▶ [Source data]:
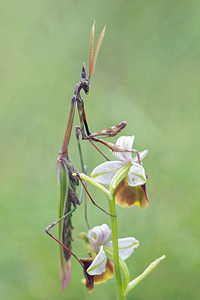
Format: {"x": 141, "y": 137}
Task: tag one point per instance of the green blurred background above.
{"x": 148, "y": 74}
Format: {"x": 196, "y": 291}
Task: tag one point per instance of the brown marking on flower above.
{"x": 126, "y": 195}
{"x": 91, "y": 279}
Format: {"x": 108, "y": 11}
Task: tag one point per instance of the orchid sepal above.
{"x": 118, "y": 177}
{"x": 98, "y": 266}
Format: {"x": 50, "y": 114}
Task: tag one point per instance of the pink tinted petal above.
{"x": 105, "y": 172}
{"x": 124, "y": 142}
{"x": 98, "y": 265}
{"x": 136, "y": 175}
{"x": 142, "y": 156}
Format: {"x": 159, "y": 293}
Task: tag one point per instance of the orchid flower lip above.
{"x": 105, "y": 172}
{"x": 98, "y": 238}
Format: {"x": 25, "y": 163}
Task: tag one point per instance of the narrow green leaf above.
{"x": 150, "y": 268}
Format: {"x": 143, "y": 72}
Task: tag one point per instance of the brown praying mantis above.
{"x": 68, "y": 198}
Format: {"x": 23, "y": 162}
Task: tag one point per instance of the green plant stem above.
{"x": 112, "y": 207}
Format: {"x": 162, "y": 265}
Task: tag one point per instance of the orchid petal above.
{"x": 124, "y": 142}
{"x": 136, "y": 175}
{"x": 105, "y": 172}
{"x": 98, "y": 265}
{"x": 126, "y": 246}
{"x": 142, "y": 156}
{"x": 99, "y": 235}
{"x": 126, "y": 195}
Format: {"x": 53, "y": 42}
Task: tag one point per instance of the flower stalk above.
{"x": 112, "y": 207}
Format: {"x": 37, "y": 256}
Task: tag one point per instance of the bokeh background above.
{"x": 148, "y": 74}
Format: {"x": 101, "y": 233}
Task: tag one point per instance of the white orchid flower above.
{"x": 98, "y": 238}
{"x": 105, "y": 172}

▶ [Work to be completed]: Quote the records above line by line, character for character, leaving out the picture.

▶ [Written answer]:
Format: {"x": 141, "y": 137}
Task: tag one point per instance of the green blurred background above.
{"x": 148, "y": 74}
Format: {"x": 196, "y": 291}
Task: tag one point per instance of the brown marking on flower above.
{"x": 126, "y": 195}
{"x": 91, "y": 279}
Format: {"x": 108, "y": 11}
Task: tag one point per instance of the orchid sepal above.
{"x": 118, "y": 177}
{"x": 98, "y": 266}
Format: {"x": 50, "y": 114}
Task: tag one point per instance of the pink tinted petal above.
{"x": 105, "y": 172}
{"x": 124, "y": 142}
{"x": 98, "y": 265}
{"x": 136, "y": 175}
{"x": 142, "y": 156}
Format: {"x": 159, "y": 293}
Task: tag one point per instance of the orchid flower lip above.
{"x": 105, "y": 172}
{"x": 98, "y": 238}
Format: {"x": 25, "y": 163}
Task: tag one point per instance of the narrow green leaf above.
{"x": 150, "y": 268}
Format: {"x": 143, "y": 72}
Task: tag one point per instance of the brown praying mantis above.
{"x": 68, "y": 198}
Format: {"x": 23, "y": 162}
Task: tag one point per instance of the green plant stem above.
{"x": 112, "y": 207}
Format: {"x": 162, "y": 265}
Task: tag one point per instance of the orchid petal above.
{"x": 124, "y": 142}
{"x": 136, "y": 175}
{"x": 105, "y": 172}
{"x": 98, "y": 265}
{"x": 126, "y": 246}
{"x": 142, "y": 156}
{"x": 99, "y": 235}
{"x": 126, "y": 195}
Format: {"x": 53, "y": 42}
Task: tag one point per instance of the flower stalk above.
{"x": 112, "y": 207}
Format: {"x": 37, "y": 256}
Task: tag one point per instance of the bokeh background above.
{"x": 148, "y": 74}
Format: {"x": 101, "y": 233}
Task: tag one point per instance of the white orchid flower above.
{"x": 98, "y": 238}
{"x": 105, "y": 172}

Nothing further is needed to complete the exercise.